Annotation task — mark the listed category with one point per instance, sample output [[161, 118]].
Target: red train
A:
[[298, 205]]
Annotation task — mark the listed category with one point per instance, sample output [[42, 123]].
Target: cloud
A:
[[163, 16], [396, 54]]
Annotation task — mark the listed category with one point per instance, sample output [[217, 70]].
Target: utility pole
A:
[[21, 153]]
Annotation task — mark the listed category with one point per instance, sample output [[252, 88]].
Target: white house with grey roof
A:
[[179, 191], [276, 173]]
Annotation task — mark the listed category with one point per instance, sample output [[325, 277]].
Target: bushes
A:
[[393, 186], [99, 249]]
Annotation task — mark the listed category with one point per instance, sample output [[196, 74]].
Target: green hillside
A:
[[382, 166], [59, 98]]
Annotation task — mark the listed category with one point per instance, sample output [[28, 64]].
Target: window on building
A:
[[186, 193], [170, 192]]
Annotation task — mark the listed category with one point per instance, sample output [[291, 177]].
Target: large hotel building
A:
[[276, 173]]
※ ※ ※
== Task to complete ==
Copy every row above, swapping each instance of "category" for "class" and leaving everything else as it is.

== The completed task ==
Annotation task — mark the listed class with one point per instance, sample output [[161, 118]].
Target: red train
A:
[[298, 205]]
Annotation task — mark the listed class with one point per instance, sample output [[42, 123]].
Target: cloud
A:
[[163, 16], [396, 54]]
Annotation task — mark the listed class with one point per instance, sample output [[217, 70]].
Target: utility pole
A:
[[21, 153]]
Annotation task — mark the listed class with one point per instance, sample output [[252, 88]].
Target: white house with grey roof
A:
[[179, 191], [276, 173]]
Annotation task — mark the listed class with one point per instance, sample output [[325, 277]].
Target: bushes
A:
[[393, 186], [99, 249]]
Annotation task — mark the listed class with one point per instance, sample output [[196, 74]].
Target: green hillside
A:
[[382, 166], [59, 98]]
Annotation task — mark the listed class with one point per instance, sample output [[28, 64]].
Target: window on building
A:
[[186, 193], [170, 192]]
Annotation task — mark the listed class with one point per instance, sample output [[291, 177]].
Target: large hotel building
A:
[[276, 173]]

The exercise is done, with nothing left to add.